Excerpted records:
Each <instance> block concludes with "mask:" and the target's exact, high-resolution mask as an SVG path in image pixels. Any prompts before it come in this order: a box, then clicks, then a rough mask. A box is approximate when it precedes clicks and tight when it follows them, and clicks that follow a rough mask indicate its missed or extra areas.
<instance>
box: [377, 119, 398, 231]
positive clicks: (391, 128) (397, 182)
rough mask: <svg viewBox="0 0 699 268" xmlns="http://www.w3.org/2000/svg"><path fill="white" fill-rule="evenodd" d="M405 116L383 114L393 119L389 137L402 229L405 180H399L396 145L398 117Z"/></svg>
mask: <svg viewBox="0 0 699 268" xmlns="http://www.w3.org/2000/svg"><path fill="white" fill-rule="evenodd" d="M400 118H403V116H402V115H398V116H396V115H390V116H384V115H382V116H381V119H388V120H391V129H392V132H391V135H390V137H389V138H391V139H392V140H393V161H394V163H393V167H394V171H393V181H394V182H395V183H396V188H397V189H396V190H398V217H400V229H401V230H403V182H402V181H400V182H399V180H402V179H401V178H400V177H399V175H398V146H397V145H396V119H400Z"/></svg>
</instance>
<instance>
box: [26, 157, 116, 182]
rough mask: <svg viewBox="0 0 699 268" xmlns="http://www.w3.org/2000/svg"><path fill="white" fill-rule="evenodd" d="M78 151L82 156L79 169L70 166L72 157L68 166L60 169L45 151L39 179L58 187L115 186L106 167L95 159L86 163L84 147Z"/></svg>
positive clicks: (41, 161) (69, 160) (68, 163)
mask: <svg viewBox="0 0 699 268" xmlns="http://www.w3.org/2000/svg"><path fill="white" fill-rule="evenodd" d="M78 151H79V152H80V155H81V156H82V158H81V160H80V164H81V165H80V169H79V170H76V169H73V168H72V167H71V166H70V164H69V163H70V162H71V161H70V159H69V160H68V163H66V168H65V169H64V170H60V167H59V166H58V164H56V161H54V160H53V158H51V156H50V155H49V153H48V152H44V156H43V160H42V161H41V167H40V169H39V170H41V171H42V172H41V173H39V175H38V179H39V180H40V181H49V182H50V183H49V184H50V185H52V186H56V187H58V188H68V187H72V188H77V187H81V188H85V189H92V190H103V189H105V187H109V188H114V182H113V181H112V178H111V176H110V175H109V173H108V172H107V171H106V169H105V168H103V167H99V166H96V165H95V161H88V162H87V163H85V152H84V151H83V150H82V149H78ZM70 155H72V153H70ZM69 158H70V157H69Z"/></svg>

Problem to work on: Set down the listing above in full, please, exactly as it appears.

Solved exercise:
Each <instance> block concludes with "mask:" and the target's exact, high-resolution mask as an SVG path in image pixels. Any prompts before it come in this order: a box, then clicks, then a rough mask. A box is approximate when it precedes clicks and tight when it follows them, and clicks that follow a rough mask indicate its missed or extra areas.
<instance>
box: [377, 119, 398, 231]
positive clicks: (391, 128) (397, 182)
rough mask: <svg viewBox="0 0 699 268" xmlns="http://www.w3.org/2000/svg"><path fill="white" fill-rule="evenodd" d="M405 116L383 114L393 119L389 137L402 229L405 180H399L396 145L398 117Z"/></svg>
mask: <svg viewBox="0 0 699 268" xmlns="http://www.w3.org/2000/svg"><path fill="white" fill-rule="evenodd" d="M400 118H403V116H402V115H398V116H396V115H390V116H384V115H382V116H381V119H388V120H391V129H392V132H391V135H390V137H389V138H391V139H392V140H393V161H394V163H393V167H394V171H393V181H394V182H395V183H396V188H397V189H396V190H398V217H400V229H401V230H403V182H402V181H400V182H399V180H402V179H401V178H400V177H399V175H398V146H397V145H396V119H400Z"/></svg>
</instance>
<instance>
box: [26, 157, 116, 182]
rough mask: <svg viewBox="0 0 699 268" xmlns="http://www.w3.org/2000/svg"><path fill="white" fill-rule="evenodd" d="M78 151L82 156L79 169L70 166L72 157L68 166L60 169L45 151L39 179L58 187L115 186L106 167L95 159L86 163L84 147Z"/></svg>
positive clicks: (41, 161) (69, 160) (68, 163)
mask: <svg viewBox="0 0 699 268" xmlns="http://www.w3.org/2000/svg"><path fill="white" fill-rule="evenodd" d="M78 151H79V152H80V155H81V156H82V158H81V160H80V164H81V165H80V169H79V170H76V169H73V168H72V167H71V166H70V164H69V163H70V162H71V161H70V159H69V160H68V163H66V168H65V169H64V170H60V167H59V166H58V164H56V161H54V160H53V158H51V156H50V155H49V153H48V152H44V156H43V160H42V161H41V167H40V169H39V170H41V171H42V172H41V173H39V175H38V179H39V180H40V181H49V182H50V183H49V184H50V185H52V186H56V187H58V188H68V187H72V188H77V187H81V188H85V189H92V190H103V189H105V187H109V188H114V182H113V181H112V178H111V176H110V175H109V173H108V172H107V171H106V169H105V168H103V167H99V166H96V165H95V161H88V162H87V163H85V152H84V151H83V150H82V149H78ZM70 155H72V153H70ZM69 158H70V157H69Z"/></svg>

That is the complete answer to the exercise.